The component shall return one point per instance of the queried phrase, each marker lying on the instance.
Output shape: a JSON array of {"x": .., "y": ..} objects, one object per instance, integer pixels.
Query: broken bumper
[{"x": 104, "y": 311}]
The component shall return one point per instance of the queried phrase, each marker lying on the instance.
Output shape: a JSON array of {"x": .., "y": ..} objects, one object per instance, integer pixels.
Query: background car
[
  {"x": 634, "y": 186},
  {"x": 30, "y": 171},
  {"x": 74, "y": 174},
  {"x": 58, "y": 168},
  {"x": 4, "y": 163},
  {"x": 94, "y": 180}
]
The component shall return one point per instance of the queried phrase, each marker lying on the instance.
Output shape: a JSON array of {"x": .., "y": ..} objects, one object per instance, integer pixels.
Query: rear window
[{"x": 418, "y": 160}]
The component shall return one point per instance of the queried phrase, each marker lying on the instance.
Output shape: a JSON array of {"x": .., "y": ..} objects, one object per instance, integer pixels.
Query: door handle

--

> **Activity**: Each entry above needs to be duplicated verbatim.

> **Exercise solution**:
The component shall return one point per instance of the queried phrase, each marker lying on the instance.
Output shape: a JSON array of {"x": .., "y": ..} objects, one object per instance, integer pixels.
Query: broken bumper
[{"x": 104, "y": 311}]
The component shall return one point per instance of the queried phrase, each marker lying on the instance.
Output shape: a JSON array of {"x": .., "y": ..} objects, one object per instance, integer pixels.
Query: background car
[
  {"x": 634, "y": 186},
  {"x": 30, "y": 171},
  {"x": 74, "y": 174},
  {"x": 58, "y": 168},
  {"x": 4, "y": 163},
  {"x": 94, "y": 180}
]
The component shall return one point per instance of the queried phrase, each marker lying on the instance.
Output shape: a JSON array of {"x": .., "y": ..} objects, one object per instance, integer pixels.
Query: rear window
[{"x": 418, "y": 160}]
The component shall return one point per instance of the queried phrase, each marker lying on the instance.
Output shape: a JSON array of {"x": .., "y": ..} objects, one object per instance, integer pixels.
Query: door handle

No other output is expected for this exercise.